Records to process |
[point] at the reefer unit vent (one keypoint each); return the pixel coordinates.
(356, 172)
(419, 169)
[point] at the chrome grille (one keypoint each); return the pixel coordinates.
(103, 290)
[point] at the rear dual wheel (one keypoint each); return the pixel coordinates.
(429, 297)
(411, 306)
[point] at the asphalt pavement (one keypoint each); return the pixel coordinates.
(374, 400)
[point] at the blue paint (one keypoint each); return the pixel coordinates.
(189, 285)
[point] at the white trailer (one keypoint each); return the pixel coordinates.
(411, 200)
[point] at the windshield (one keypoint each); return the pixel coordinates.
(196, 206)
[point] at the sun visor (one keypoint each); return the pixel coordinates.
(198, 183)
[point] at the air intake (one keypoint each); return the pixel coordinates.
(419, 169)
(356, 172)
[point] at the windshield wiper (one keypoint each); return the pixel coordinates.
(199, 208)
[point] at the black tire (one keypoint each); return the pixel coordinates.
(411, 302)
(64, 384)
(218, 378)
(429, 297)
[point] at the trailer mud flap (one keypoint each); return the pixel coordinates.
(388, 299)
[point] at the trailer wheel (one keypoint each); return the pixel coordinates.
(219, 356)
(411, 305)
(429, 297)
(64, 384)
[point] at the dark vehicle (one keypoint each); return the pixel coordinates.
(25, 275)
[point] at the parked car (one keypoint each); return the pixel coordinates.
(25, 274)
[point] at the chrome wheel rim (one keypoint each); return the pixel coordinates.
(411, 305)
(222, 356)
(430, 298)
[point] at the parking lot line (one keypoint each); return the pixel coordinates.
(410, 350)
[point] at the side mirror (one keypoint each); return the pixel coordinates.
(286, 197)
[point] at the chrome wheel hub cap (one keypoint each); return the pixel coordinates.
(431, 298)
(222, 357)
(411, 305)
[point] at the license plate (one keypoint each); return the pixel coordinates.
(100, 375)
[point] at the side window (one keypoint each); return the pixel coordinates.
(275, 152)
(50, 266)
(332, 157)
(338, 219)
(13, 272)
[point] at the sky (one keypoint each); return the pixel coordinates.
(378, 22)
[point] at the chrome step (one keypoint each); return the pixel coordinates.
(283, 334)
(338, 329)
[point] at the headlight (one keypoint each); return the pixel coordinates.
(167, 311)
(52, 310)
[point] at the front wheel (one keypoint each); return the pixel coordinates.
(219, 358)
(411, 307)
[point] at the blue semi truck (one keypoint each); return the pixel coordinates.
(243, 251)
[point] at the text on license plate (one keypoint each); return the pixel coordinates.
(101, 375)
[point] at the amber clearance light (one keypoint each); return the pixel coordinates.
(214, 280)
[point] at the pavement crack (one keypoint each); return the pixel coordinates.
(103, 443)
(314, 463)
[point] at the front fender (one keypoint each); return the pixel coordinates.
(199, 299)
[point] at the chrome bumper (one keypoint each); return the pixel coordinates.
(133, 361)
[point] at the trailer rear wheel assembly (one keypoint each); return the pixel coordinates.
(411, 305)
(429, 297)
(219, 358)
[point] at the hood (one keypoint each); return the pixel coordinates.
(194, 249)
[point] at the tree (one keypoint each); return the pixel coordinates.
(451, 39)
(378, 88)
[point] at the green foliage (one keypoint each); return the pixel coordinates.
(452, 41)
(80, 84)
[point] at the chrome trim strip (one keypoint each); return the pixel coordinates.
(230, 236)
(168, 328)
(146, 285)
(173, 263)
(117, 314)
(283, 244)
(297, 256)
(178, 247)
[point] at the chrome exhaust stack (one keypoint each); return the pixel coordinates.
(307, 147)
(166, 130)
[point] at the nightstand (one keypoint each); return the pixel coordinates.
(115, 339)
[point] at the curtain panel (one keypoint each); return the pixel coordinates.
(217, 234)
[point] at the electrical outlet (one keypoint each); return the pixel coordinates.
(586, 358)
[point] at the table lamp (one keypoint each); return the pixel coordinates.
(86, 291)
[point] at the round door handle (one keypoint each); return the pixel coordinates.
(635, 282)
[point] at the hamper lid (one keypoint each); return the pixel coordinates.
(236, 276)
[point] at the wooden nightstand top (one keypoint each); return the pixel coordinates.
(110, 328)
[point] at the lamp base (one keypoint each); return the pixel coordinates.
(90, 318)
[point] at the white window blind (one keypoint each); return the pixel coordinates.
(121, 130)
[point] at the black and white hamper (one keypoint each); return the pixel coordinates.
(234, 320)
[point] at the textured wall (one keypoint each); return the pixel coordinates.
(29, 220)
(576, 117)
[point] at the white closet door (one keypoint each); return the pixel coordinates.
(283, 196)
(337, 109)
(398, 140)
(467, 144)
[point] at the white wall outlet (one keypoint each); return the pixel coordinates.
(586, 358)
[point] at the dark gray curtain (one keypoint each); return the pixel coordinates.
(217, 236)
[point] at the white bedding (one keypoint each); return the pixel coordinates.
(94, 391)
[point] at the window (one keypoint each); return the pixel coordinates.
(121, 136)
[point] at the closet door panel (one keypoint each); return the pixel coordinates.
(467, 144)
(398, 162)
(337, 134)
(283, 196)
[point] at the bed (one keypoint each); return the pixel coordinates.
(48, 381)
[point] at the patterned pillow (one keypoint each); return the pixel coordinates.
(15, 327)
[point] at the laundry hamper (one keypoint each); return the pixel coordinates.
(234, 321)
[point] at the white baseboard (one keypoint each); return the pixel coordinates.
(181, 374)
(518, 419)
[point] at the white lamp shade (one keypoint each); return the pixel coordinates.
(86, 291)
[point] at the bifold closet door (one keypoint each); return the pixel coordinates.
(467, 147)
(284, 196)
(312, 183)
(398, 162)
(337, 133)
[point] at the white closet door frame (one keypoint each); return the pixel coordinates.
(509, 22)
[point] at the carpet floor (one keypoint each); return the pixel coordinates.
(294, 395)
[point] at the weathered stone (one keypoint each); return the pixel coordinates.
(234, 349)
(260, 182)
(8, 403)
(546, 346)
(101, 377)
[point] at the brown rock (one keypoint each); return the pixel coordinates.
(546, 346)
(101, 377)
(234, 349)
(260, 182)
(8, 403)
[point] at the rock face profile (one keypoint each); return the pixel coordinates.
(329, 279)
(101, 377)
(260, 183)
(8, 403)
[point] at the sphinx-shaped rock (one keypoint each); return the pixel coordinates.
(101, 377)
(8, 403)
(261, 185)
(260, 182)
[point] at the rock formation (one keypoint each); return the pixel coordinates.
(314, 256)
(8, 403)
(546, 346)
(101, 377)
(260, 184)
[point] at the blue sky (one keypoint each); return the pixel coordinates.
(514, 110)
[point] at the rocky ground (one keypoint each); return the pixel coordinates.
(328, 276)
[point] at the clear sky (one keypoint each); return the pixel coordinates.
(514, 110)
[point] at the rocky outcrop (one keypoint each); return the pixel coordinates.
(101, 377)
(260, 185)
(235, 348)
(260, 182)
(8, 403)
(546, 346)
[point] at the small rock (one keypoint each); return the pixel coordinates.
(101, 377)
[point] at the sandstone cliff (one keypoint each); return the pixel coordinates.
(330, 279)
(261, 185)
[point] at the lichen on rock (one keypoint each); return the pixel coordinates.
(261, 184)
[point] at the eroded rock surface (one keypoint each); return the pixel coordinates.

Problem details | Word for word, quote the lines from the line containing "[point] at the white baseboard" through the end of the material, both included, and nothing else.

Output of the exercise |
[point] at the white baseboard (one keypoint each); return the pixel coordinates.
(181, 374)
(518, 419)
[point] at the white lamp shade (one keypoint each); return the pixel coordinates.
(86, 291)
[point] at the bifold closet door (one keypoint each); return the pixel coordinates.
(467, 147)
(284, 196)
(312, 183)
(398, 162)
(337, 133)
[point] at the white closet door frame (one keypoint each); return the pixel coordinates.
(509, 22)
[point] at the carpet floor (one keypoint each); return the pixel coordinates.
(294, 395)
[point] at the weathered stone (one keypoint each); return the pixel coordinates.
(234, 349)
(260, 182)
(8, 403)
(546, 346)
(101, 377)
[point] at the brown rock (one keypoint each); return the pixel coordinates.
(546, 346)
(101, 377)
(234, 349)
(260, 182)
(8, 403)
[point] at the rock face profile (one keypoint each); return the pixel coordinates.
(329, 279)
(101, 377)
(260, 183)
(8, 403)
[point] at the sphinx-shaped rock (one keypoint each); return the pixel coordinates.
(101, 377)
(8, 403)
(261, 185)
(260, 182)
[point] at the rock formation (one keypoint each); return the pixel coordinates.
(314, 256)
(8, 403)
(546, 346)
(101, 377)
(260, 184)
[point] at the blue sky (one keypoint each); return the pixel coordinates.
(514, 110)
[point] at the rocky ground (one keypoint each); return the pixel coordinates.
(328, 276)
[point] at the clear sky (one keypoint each); return the pixel coordinates.
(514, 110)
[point] at the rocky outcrop (one keypoint each); return the pixel coordinates.
(101, 377)
(260, 185)
(235, 348)
(260, 182)
(8, 403)
(546, 346)
[point] at the small rock (one keypoint each); return the pixel coordinates.
(101, 377)
[point] at the sandstone cliff (one keypoint each); return the pixel coordinates.
(330, 279)
(261, 185)
[point] at the lichen on rock (one keypoint each); return the pixel coordinates.
(261, 184)
[point] at the eroded rock surface (one keypoint each); return the pixel coordinates.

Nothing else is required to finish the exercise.